• **READING PASSAGE**:
## Start

# Baked Beans from dry beans?



## smokeymose (Mar 13, 2021)

Good morning.
I've always used canned pork & beans to make up baked beans, but with the Mrs's new restrictions the canned stuff just has too much Sodium. 
I'm getting ready to try making it using dry kidney beans instead. 
Any suggestions?


----------



## bill ace 350 (Mar 13, 2021)

smokeymose said:


> Good morning.
> I've always used canned pork & beans to make up baked beans, but with the Mrs's new restrictions the canned stuff just has too much Sodium.
> I'm getting ready to try making it using dry kidney beans instead.
> Any suggestions?


Can't help, but you beat me to the question!


----------



## tropics (Mar 13, 2021)

Put some Baking Soda in the water it will help tenderize them.
Richie


----------



## Steve H (Mar 13, 2021)

Yup! And if you have a instant pot. It is super easy. I've used this recipe many times for my drunkin beans.  And you can adjust as you wish.

## End

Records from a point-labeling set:
## Start

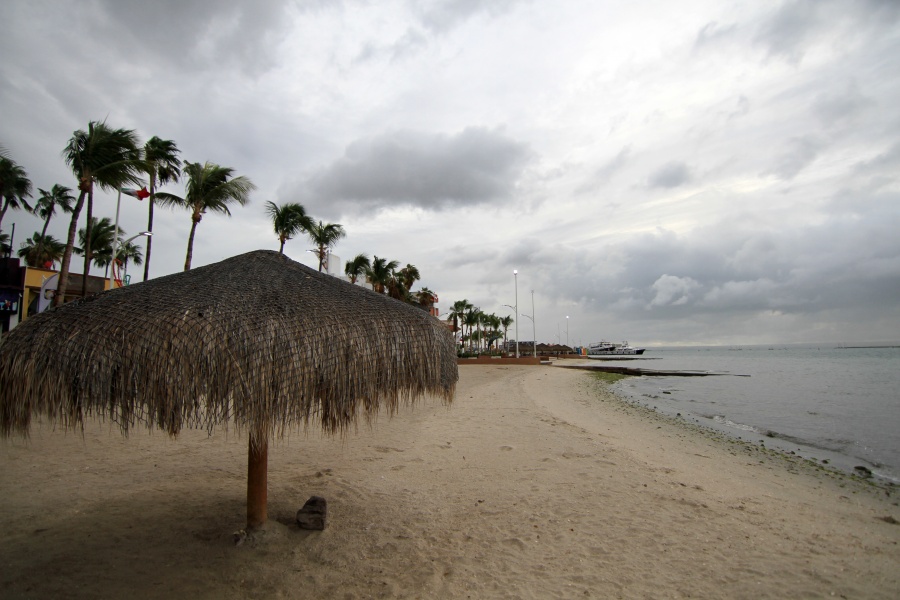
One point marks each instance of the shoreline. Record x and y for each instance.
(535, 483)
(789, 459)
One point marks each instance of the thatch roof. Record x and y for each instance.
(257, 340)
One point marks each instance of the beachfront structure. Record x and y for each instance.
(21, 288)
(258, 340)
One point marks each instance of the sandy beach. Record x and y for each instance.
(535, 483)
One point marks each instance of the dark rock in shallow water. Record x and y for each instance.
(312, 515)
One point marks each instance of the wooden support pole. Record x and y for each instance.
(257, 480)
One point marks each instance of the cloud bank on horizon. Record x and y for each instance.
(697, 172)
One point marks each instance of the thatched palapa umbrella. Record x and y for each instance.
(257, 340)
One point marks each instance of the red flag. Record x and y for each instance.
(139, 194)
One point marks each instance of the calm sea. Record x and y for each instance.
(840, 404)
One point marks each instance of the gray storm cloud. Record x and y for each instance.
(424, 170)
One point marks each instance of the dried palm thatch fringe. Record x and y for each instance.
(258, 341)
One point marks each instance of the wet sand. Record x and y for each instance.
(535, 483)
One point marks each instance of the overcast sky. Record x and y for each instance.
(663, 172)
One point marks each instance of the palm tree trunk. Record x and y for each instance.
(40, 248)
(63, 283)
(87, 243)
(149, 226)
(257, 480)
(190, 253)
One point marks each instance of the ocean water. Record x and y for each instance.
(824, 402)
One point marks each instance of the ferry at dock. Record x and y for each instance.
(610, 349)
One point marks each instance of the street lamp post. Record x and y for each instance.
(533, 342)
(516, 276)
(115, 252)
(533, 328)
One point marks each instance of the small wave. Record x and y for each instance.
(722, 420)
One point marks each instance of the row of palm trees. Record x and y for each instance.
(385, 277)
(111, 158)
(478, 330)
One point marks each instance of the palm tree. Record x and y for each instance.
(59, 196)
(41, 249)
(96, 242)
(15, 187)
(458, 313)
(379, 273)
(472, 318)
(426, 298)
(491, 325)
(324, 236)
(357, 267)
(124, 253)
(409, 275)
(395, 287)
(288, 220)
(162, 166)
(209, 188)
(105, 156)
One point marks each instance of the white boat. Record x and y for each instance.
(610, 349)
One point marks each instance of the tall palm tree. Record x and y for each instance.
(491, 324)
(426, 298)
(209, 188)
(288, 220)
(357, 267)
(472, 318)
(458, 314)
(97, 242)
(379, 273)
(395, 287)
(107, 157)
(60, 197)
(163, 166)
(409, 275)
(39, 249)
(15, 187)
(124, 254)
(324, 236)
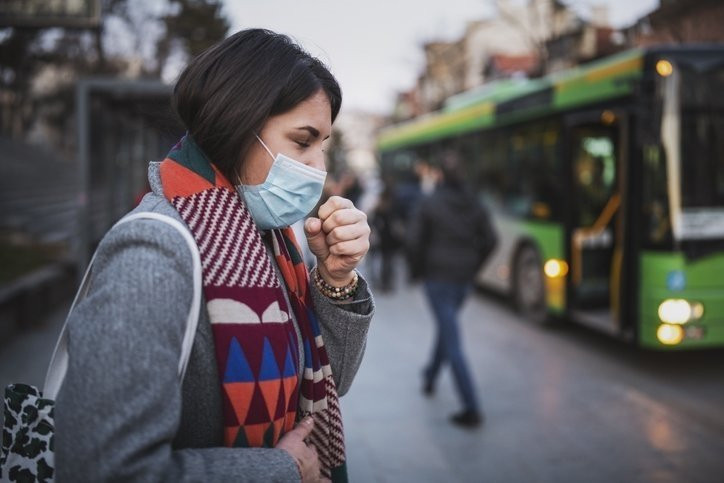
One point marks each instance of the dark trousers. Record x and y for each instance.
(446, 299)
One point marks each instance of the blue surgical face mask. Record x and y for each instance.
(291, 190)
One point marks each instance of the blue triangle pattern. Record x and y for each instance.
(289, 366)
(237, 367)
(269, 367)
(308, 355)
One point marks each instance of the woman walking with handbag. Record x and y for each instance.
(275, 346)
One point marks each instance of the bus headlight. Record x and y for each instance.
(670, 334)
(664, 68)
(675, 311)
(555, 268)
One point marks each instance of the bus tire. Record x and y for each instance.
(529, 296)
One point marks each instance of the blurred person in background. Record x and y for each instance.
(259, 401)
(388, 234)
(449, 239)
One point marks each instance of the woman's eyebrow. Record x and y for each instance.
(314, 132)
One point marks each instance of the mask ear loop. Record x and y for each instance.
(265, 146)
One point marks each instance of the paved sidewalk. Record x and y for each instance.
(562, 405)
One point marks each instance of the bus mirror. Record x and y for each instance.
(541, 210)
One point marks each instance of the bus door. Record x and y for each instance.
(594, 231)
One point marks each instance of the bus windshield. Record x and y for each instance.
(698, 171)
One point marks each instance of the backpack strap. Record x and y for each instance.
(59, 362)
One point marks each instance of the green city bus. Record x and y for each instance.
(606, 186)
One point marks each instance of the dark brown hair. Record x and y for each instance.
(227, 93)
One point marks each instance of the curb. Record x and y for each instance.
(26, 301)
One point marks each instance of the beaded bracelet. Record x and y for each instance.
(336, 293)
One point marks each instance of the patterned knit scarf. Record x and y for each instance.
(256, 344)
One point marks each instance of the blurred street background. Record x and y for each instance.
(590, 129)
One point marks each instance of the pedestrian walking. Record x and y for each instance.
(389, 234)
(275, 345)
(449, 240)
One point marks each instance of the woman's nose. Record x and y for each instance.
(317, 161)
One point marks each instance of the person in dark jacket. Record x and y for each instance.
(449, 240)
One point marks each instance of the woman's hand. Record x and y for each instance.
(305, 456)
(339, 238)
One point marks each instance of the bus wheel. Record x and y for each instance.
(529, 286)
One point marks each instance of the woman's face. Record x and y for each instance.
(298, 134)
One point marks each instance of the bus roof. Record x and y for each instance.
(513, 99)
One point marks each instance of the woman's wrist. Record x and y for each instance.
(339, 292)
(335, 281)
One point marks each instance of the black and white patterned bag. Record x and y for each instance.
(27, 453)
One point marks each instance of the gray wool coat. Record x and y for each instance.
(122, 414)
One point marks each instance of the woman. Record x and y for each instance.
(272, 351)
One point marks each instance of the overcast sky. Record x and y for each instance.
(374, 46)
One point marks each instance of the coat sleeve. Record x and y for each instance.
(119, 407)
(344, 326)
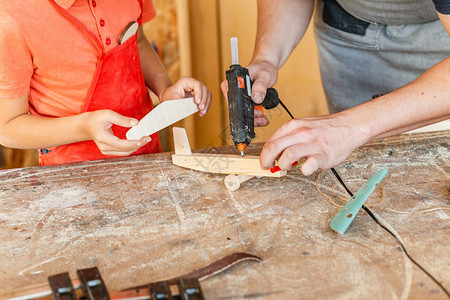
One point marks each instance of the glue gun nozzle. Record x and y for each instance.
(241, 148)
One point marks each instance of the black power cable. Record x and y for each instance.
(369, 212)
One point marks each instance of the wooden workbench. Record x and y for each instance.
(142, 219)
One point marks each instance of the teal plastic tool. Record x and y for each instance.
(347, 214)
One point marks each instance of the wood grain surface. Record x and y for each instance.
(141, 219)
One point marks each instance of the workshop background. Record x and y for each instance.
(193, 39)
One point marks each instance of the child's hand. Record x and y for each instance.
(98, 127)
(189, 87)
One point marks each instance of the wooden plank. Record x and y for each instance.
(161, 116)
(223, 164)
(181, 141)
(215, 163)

## End

Edit the thread on baked beans from dry beans, starting at the words "## Steve H (Mar" and stopping after "as you wish.". Write "pressure cooker" in place of "instant pot".

## Steve H (Mar 13, 2021)

Yup! And if you have a pressure cooker. It is super easy. I've used this recipe many times for my drunkin beans.  And you can adjust as you wish.